*Required task:*
Lay out the records below as a two-column CSV with the header text,answer. Give each labeling text its own row, with the points given for it, and put each value in a single quoted field with line breaks replaced by spaces, leaving out the pictures.

*Listed entries:*

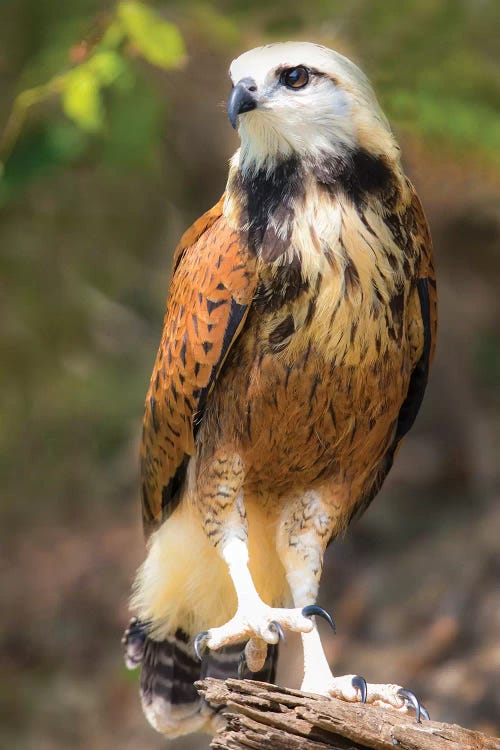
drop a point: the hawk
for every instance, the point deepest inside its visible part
(296, 345)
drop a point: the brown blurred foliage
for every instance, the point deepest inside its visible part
(92, 201)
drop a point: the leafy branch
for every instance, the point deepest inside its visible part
(134, 30)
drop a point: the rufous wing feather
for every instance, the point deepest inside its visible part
(212, 286)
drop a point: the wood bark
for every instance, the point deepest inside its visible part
(267, 717)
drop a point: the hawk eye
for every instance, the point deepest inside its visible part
(295, 78)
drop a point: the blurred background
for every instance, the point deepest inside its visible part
(114, 137)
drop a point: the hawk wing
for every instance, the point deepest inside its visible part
(412, 231)
(212, 285)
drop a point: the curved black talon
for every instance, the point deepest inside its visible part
(424, 713)
(200, 644)
(359, 683)
(275, 627)
(413, 701)
(242, 665)
(313, 609)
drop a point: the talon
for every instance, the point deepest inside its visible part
(424, 713)
(412, 701)
(275, 627)
(200, 644)
(242, 664)
(313, 609)
(359, 683)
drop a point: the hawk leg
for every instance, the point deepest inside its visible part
(307, 524)
(220, 499)
(254, 619)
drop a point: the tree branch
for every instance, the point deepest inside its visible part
(267, 717)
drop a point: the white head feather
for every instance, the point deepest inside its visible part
(335, 112)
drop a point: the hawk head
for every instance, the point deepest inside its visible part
(304, 100)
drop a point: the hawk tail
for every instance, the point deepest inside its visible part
(169, 669)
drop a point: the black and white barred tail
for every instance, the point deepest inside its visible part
(169, 669)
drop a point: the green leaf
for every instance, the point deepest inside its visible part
(158, 41)
(82, 101)
(106, 67)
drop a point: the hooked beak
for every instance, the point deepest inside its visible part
(242, 99)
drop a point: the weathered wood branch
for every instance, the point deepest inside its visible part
(267, 717)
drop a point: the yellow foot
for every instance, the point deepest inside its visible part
(257, 622)
(354, 688)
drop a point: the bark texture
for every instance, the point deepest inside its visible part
(267, 717)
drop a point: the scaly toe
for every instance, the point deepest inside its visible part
(359, 683)
(200, 644)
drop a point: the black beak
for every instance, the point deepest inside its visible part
(241, 99)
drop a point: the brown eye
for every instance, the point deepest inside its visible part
(295, 78)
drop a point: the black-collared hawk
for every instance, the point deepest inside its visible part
(298, 335)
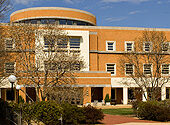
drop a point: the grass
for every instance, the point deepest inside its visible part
(121, 111)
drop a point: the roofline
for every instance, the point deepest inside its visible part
(41, 17)
(51, 8)
(116, 28)
(102, 27)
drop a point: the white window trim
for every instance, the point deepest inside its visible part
(13, 45)
(151, 68)
(114, 45)
(168, 47)
(125, 69)
(150, 46)
(114, 69)
(126, 45)
(14, 67)
(169, 69)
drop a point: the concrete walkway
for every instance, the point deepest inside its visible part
(124, 120)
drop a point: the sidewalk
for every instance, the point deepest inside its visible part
(124, 120)
(113, 106)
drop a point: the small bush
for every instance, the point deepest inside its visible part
(92, 114)
(154, 110)
(107, 98)
(3, 107)
(20, 99)
(47, 112)
(72, 114)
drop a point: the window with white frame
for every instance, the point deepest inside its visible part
(165, 69)
(111, 68)
(147, 69)
(129, 69)
(74, 42)
(165, 46)
(147, 46)
(129, 45)
(10, 67)
(110, 45)
(9, 44)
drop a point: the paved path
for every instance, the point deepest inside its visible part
(124, 120)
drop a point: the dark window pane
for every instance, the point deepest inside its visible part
(52, 21)
(33, 21)
(62, 22)
(69, 22)
(74, 42)
(44, 21)
(81, 23)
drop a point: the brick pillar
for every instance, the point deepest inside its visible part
(106, 90)
(87, 95)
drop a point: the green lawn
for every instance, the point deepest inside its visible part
(122, 111)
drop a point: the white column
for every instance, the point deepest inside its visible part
(125, 95)
(163, 93)
(144, 96)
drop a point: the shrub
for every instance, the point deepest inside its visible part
(135, 106)
(20, 99)
(154, 110)
(3, 107)
(92, 114)
(72, 114)
(48, 112)
(107, 98)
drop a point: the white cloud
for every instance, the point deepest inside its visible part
(131, 1)
(73, 1)
(134, 12)
(24, 2)
(113, 19)
(69, 1)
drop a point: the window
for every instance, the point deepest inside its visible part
(33, 21)
(147, 68)
(129, 45)
(9, 67)
(62, 22)
(9, 44)
(111, 68)
(10, 95)
(110, 45)
(52, 21)
(129, 69)
(50, 66)
(147, 46)
(48, 43)
(44, 21)
(69, 22)
(75, 67)
(165, 69)
(62, 43)
(74, 42)
(165, 47)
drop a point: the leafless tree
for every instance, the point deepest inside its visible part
(147, 66)
(44, 59)
(5, 6)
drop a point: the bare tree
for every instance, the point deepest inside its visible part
(44, 59)
(4, 55)
(147, 66)
(5, 6)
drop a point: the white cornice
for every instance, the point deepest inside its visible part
(51, 8)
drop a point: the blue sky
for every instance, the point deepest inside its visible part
(123, 13)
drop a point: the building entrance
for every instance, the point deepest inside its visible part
(97, 94)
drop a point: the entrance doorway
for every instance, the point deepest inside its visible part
(97, 94)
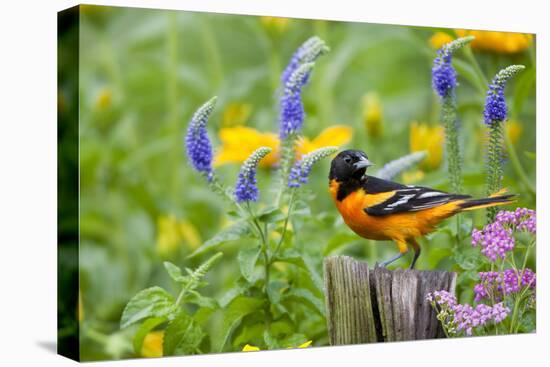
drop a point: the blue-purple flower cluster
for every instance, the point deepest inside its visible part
(495, 285)
(197, 142)
(496, 110)
(300, 171)
(497, 238)
(463, 317)
(294, 78)
(246, 188)
(443, 72)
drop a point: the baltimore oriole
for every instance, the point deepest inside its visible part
(378, 209)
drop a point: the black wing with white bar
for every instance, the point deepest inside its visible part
(407, 198)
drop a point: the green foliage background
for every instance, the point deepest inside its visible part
(154, 68)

*Exercise response:*
text,answer
"drop a point: the hawk for every instance, the point deepest inside its visible part","(296, 345)"
"drop a point: the brown blurred foliage for every instance, the point deepest inside its visible part","(92, 201)"
"drop a point: the leafy branch for every instance, the point deepest inside its visible part","(134, 30)"
"drop a point: the rufous wing feather for every instance, the point deepest inside its visible part","(212, 286)"
"drop a point: the wood bark for every instance, the point deepest inside its visible part","(267, 717)"
"drop a point: the hawk eye for every instance, the point deepest inside its visible part","(295, 78)"
"drop a point: the blurred background for every instance, the point deepest inside its visible part","(114, 137)"
"drop a point: the hawk wing for every instance, the point deepest inside its visible part","(412, 231) (212, 285)"
"drop a point: the curved black talon for every instance, the point deepest inside its visible part","(424, 713) (200, 644) (359, 683) (275, 627) (413, 701) (242, 665) (313, 609)"
"drop a point: the talon for every instance, the point deepest inside its visible part","(424, 713) (412, 701) (275, 627) (200, 644) (242, 664) (313, 609) (359, 683)"
"drop a point: the hawk leg for every instance, the point deepest inside its visible part","(307, 524) (220, 499) (254, 619)"
"drop a point: the tree branch for every instance, the point deepest inside its visible part","(267, 717)"
"drop a point: the white head feather for every instance, the point deepest inside its visible part","(335, 112)"
"drop a point: the hawk head for every instance, the point deepest inside its visible part","(304, 100)"
"drop a point: the hawk tail for every instance, the point deepest inside its visible part","(169, 669)"
"drop a point: the black and white barred tail for every instance, the point deepest inside its visible part","(169, 669)"
"drop a point: the green leaf for every instance, the point deepest inside its visible part","(158, 41) (82, 101) (106, 67)"
"drop a point: the hooked beak for every instance, the point deepest inside its visible part","(242, 99)"
"drop a point: the weathered wood branch for every instance, the point deepest inside its visible part","(267, 717)"
"drop a point: the yellow foot for every instance, the point deepest inside its visible part","(257, 622) (354, 688)"
"drop a point: the bark texture for every instance, the point deepest inside its visible part","(267, 717)"
"drop a point: the scaly toe for every instance, the point deepest inside its visible part","(359, 683) (200, 644)"
"drop a point: the black beak for every instance, the point deepest inside its visible part","(241, 99)"
"drop a point: the brown eye for every instance, the point deepest inside its visible part","(295, 78)"
"drop a point: the black-collared hawk for every instance, the point deepest inside its visible part","(298, 335)"
"drop a point: the grass for every instance, the point deepest inside its visible part","(121, 111)"
"drop a point: the roofline for every instance, the point deepest inside its visible part","(41, 17) (51, 8) (116, 28) (102, 27)"
"drop a point: the white window trim for every instance, the point deepest inside its visible part","(13, 45) (151, 68) (114, 45) (168, 47) (125, 69) (150, 46) (114, 69) (126, 45) (14, 67) (169, 69)"
"drop a point: the concrete walkway for every instance, the point deepest inside its visible part","(124, 120)"
"drop a point: the sidewalk for every instance, the point deepest inside its visible part","(124, 120) (113, 106)"
"drop a point: the small bush for every instance, the point deepest inside its visible part","(92, 114) (154, 110) (107, 98) (3, 107) (20, 99) (47, 112) (72, 114)"
"drop a point: the window with white frame for every instance, the point deepest inside its visible part","(165, 69) (111, 68) (147, 69) (129, 69) (74, 42) (165, 46) (147, 46) (129, 45) (10, 67) (110, 45) (9, 44)"
"drop a point: the paved path for every instance, the point deepest inside its visible part","(124, 120)"
"drop a point: the dark window pane for every instance, the point deepest inside its visible part","(52, 21) (33, 21) (62, 22) (69, 22) (74, 42) (44, 21) (81, 23)"
"drop a point: the brick pillar for every instance, the point deepest inside its visible part","(106, 90) (87, 95)"
"drop a point: the green lawn for every instance, the point deepest inside its visible part","(122, 111)"
"drop a point: the white column for every instance, the point deepest inside its visible part","(125, 95) (163, 93) (144, 96)"
"drop a point: the shrub for every instance, the point deepest inside its visible part","(135, 106) (20, 99) (154, 110) (3, 107) (92, 114) (72, 114) (48, 112) (107, 98)"
"drop a point: the white cloud for every instance, the point deepest inside its visible part","(131, 1) (73, 1) (134, 12) (24, 2) (113, 19) (69, 1)"
"drop a point: the window for every instance, the point deepest inside its visible part","(33, 21) (147, 68) (129, 45) (9, 67) (62, 22) (9, 44) (111, 68) (10, 95) (110, 45) (52, 21) (129, 69) (50, 66) (147, 46) (48, 43) (44, 21) (69, 22) (75, 67) (165, 69) (62, 43) (74, 42) (165, 47)"
"drop a point: the leafless tree for every instance, the point deepest inside its visible part","(147, 66) (44, 59) (5, 6)"
"drop a point: the bare tree for every instance, the point deepest inside its visible part","(44, 59) (4, 55) (147, 66) (5, 6)"
"drop a point: the white cornice for every instance, the point deepest inside its visible part","(51, 8)"
"drop a point: the blue sky for every instance, the point deepest inside its visible part","(123, 13)"
"drop a point: the building entrance for every instance, the point deepest inside its visible part","(97, 94)"
"drop a point: the entrance doorway for every instance, the point deepest inside its visible part","(97, 94)"
"drop a point: the blue-purple flower cluster for every instance, the point deepest inside its visible part","(495, 285) (197, 142) (496, 110) (300, 171) (497, 238) (463, 317) (294, 78) (246, 188) (443, 72)"
"drop a point: the baltimore oriole for every instance, the point deepest inside its visible part","(378, 209)"
"drop a point: the black wing with white bar for every instance, the point deepest inside its visible part","(407, 198)"
"drop a point: the green foliage background for every instance, the point deepest inside its visible part","(154, 68)"